PROMPT | Translate this sentence from the text on the study methods into Spanish: "A total of 200 papers were gathered, with 50 (25%) articles from each quartile."

TEXT FOR ANALYSIS |

The data collected and used in this study included journal articles published in the field of transplantation between 2024 and 2025. The journals were gathered from SCImago Journal and Country Rank and were separated into 4 quartiles based on rankings; each quartile represent the 25% of journals, with the first representing the top 25% of journals and the fourth representing the bottom 25% of journals [40]. Journal quartiles serve as tools to assess the quality and impact of academic journals [41].

A total of 200 papers were gathered, with 50 (25%) articles from each quartile. Each dataset entry included the attributes title, authors, publication date, journal name, journal abstract, full paper, and respective quartile (refer to Multimedia Appendix 1 for example data). The quartile and journal name were hidden when the data were input into the LLM but were later compared with LLM decisions to determine model accuracy.

Methods Overview

After collecting 200 recent transplant publications, each paper was processed using 4 temperatures and 4 methods: zero-shot prompting, few-shot prompting, ToT prompting, and RAG. To make a more nuanced assessment of LLM decisions, the LLMs were given 4 options (quartile 1 [Q1], quartile 2 [Q2], quartile 3 [Q3], and quartile 4 [Q4]) rather than just 2 (acceptance vs rejection). Thus, all prompting methods were tuned with prompts to assign papers to journal quartiles. RAG was implemented using the open-source library Facebook AI Similarity Search, which was used to create a vector database for each paper [42]. The first round of testing was conducted using Llama 3.3 and 80 (40%) randomly sampled papers to identify a prompt-temperature combination that produced the highest accuracy (refer to Multimedia Appendix 2 for full prompts). This step served as a pilot hyperparameter search to determine optimal evaluation conditions. The same settings were then applied in round 2 testing, in which 5 open-source LLMs evaluated 200 (100%) papers across 3 trials: no affiliation, a prestigious affiliation, and a less prestigious affiliation. Finally, a chi-square test for independence was performed to detect whether there is an association between perceived affiliation and journal quartile. Effect sizes for associations were quantified using Cramer V, with 95% CIs calculated via nonparametric bootstrapping (5000 resamples). Accuracy scores, fairness, runtime, and computing resource use were used to compare the LLMs. This process is illustrated in Figure 1.

EXCERPTED RECORDS |
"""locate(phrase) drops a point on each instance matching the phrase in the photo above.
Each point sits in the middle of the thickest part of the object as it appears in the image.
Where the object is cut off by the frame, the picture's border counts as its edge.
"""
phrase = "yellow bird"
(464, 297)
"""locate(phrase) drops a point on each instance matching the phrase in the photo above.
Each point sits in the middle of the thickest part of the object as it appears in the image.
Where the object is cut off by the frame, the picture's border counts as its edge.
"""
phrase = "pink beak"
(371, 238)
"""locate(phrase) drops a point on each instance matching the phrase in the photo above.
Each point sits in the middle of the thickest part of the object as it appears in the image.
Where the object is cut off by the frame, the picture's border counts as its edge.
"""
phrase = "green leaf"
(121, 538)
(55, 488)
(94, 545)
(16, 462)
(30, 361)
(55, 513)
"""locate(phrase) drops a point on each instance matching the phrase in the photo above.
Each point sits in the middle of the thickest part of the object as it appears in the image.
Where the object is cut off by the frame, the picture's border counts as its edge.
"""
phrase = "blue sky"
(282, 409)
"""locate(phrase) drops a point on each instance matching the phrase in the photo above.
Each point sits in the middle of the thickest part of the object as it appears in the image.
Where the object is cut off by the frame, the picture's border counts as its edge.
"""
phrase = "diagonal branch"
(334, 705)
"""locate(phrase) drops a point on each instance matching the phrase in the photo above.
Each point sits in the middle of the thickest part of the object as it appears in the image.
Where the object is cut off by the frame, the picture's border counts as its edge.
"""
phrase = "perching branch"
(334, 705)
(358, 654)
--
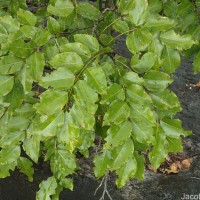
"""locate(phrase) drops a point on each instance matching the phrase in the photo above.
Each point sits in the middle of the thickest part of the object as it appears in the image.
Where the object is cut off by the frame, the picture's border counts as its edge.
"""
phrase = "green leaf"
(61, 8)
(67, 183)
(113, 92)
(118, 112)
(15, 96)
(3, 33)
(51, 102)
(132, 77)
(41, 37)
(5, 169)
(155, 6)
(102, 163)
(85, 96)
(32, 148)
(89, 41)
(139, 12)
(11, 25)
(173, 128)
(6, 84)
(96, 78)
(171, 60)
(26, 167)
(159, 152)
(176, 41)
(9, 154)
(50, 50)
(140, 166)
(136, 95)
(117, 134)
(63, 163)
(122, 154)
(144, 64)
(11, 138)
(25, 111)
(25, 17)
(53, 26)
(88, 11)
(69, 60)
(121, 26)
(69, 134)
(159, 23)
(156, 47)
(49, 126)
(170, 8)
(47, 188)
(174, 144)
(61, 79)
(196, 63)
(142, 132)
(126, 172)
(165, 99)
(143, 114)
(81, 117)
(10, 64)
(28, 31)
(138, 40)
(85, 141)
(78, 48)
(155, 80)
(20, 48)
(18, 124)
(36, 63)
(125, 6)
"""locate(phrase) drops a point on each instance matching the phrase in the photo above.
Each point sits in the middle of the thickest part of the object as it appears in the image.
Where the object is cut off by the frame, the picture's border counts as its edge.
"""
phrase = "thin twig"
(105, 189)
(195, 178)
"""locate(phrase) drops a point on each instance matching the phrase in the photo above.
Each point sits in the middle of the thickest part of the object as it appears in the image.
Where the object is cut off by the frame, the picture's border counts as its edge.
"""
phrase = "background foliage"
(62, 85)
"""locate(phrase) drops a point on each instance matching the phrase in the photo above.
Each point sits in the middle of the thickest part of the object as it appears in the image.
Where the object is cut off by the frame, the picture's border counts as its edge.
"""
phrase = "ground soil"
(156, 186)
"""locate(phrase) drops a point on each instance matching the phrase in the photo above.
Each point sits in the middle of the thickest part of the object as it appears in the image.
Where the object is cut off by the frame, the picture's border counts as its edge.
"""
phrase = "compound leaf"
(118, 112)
---
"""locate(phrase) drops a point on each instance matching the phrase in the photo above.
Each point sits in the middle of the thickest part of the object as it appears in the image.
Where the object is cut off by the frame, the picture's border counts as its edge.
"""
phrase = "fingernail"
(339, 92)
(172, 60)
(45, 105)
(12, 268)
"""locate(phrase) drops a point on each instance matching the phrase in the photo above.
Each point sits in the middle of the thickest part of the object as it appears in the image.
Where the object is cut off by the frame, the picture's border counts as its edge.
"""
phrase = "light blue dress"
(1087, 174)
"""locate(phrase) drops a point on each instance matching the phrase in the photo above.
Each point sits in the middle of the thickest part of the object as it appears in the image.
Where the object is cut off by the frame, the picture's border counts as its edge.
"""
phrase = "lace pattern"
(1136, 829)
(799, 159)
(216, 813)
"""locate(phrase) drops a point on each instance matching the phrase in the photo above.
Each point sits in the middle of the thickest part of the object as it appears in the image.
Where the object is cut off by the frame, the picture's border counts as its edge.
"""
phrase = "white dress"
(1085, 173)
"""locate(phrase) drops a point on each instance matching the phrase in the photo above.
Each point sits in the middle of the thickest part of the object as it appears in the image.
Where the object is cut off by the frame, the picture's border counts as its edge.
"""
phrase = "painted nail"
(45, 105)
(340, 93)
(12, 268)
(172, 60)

TASK ANSWER | Se recopilaron un total de 200 artículos, con 50 (25%) artículos de cada cuartil.